Top of Data to examine

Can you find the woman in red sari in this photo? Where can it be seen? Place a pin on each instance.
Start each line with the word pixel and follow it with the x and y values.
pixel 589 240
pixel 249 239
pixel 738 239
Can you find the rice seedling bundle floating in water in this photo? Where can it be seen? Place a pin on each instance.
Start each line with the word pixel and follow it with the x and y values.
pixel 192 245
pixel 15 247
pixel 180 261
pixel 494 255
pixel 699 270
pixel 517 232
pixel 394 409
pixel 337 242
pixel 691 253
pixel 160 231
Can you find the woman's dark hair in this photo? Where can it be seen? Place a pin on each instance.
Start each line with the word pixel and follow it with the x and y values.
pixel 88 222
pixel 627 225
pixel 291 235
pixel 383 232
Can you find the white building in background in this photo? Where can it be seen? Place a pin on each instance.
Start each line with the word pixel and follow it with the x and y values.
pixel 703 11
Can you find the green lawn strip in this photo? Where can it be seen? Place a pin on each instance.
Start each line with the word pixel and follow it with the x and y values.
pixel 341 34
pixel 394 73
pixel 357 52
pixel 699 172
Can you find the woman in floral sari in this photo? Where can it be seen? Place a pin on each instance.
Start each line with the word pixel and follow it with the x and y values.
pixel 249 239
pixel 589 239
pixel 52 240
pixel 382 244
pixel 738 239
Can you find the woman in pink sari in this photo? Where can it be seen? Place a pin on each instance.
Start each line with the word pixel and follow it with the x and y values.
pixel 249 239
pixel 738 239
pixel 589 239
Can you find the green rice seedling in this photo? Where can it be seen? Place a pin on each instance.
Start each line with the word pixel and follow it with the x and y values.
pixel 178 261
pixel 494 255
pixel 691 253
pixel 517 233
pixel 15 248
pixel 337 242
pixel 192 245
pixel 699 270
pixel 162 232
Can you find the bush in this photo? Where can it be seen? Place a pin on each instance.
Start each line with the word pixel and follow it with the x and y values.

Bottom of Data to examine

**Exercise:** This exercise needs every line of the listing that contains the word "green".

**Worked solution:**
Can you find the green lawn strip in this photo? Where can it be seen? Place a pin on each instance.
Can you find the green rice seedling in this photo? Where can it be seen? Place a pin on each instance.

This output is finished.